DESCRIPTION OF THE TASK:
Retype every item below verbatim, leaving out the pictures.

DATA EXTRACT:
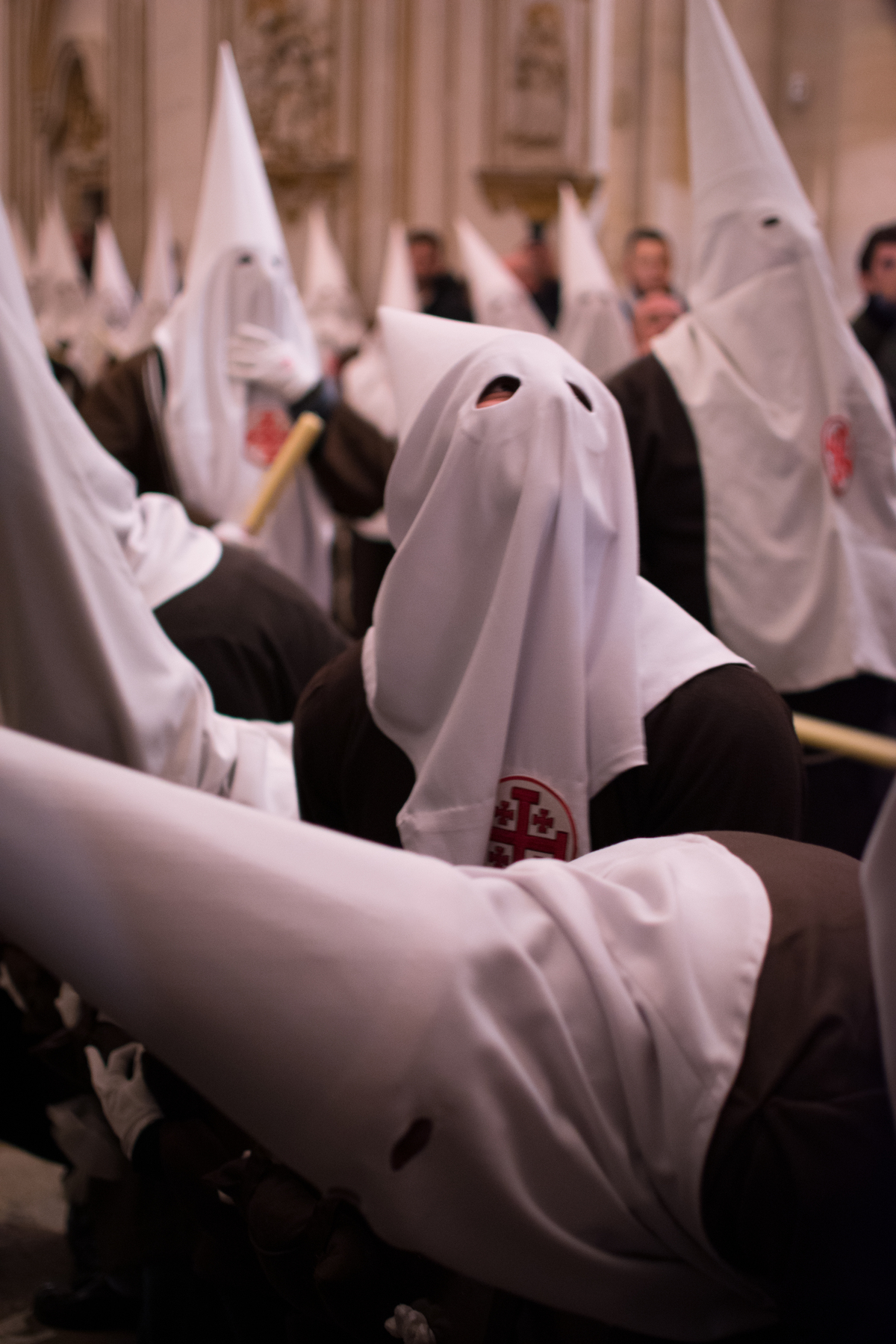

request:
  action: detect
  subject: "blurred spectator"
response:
[407,228,473,323]
[853,223,896,414]
[632,289,685,355]
[501,225,560,326]
[622,228,688,321]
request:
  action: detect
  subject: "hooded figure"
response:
[558,183,634,378]
[0,279,296,816]
[0,190,345,723]
[610,0,896,853]
[341,220,420,635]
[454,219,551,336]
[81,43,392,609]
[296,309,802,865]
[0,729,896,1340]
[302,205,364,373]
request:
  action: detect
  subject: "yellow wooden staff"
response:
[794,714,896,770]
[243,411,324,536]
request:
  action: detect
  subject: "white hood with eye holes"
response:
[653,0,896,691]
[153,43,333,609]
[373,309,736,865]
[0,729,772,1340]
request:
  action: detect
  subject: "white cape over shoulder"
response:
[0,729,771,1340]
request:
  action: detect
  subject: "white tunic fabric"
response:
[653,0,896,691]
[0,729,771,1340]
[363,309,736,863]
[0,299,297,816]
[558,183,635,378]
[153,43,335,609]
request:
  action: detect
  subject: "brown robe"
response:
[293,644,803,850]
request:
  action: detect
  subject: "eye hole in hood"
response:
[476,373,520,410]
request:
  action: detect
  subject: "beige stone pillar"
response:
[106,0,148,282]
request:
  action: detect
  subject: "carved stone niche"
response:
[43,42,109,239]
[478,0,598,222]
[234,0,353,220]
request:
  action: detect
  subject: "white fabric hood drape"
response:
[558,183,635,378]
[153,43,333,609]
[454,219,551,336]
[302,205,364,359]
[0,195,222,606]
[0,299,297,816]
[653,0,896,691]
[363,309,731,865]
[0,729,771,1340]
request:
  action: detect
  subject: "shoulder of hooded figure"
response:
[311,402,396,517]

TASK RESPONSE:
request:
  action: detect
  subject: "blurred spectator"
response:
[407,228,473,323]
[853,223,896,414]
[632,289,685,355]
[501,225,560,326]
[622,228,688,321]
request:
  action: detect
  subject: "hooded figure"
response:
[558,183,634,378]
[0,279,296,816]
[0,190,345,723]
[610,0,896,853]
[341,220,420,635]
[454,219,551,336]
[81,43,392,609]
[296,309,802,865]
[0,729,896,1340]
[302,205,364,373]
request:
  action: detect
  subject: "yellow wooden staff"
response:
[794,714,896,770]
[243,411,324,536]
request:
  action: detect
  subject: "white hood with eye holes"
response:
[653,0,896,691]
[153,43,333,609]
[373,309,736,865]
[0,729,772,1340]
request:
  action: detect
  subject: "white cape over shoulder"
response:
[0,729,771,1340]
request:
  action: detect
  subject: "white tunic fabric"
response:
[653,0,896,691]
[0,729,771,1340]
[363,309,736,863]
[0,299,297,816]
[558,183,635,378]
[153,43,335,609]
request:
  action: detect
  subject: "brown robe"
response:
[293,644,803,850]
request:
  action: detect
  subject: "eye hole in hood"
response:
[476,373,520,410]
request:
  action: detect
  subject: "beige stone pillar"
response:
[106,0,148,282]
request:
  action: detect
  subject: "carved stone niche"
response:
[43,42,109,239]
[478,0,598,222]
[234,0,353,220]
request:
  action: detect
  subject: "white fabric hood drape"
response:
[558,183,635,378]
[153,43,333,609]
[454,219,551,336]
[302,205,364,359]
[0,195,222,606]
[0,299,297,816]
[653,0,896,691]
[363,309,731,865]
[0,729,771,1340]
request:
  action: detect
  subject: "shoulder of hooded figure"
response:
[311,402,396,517]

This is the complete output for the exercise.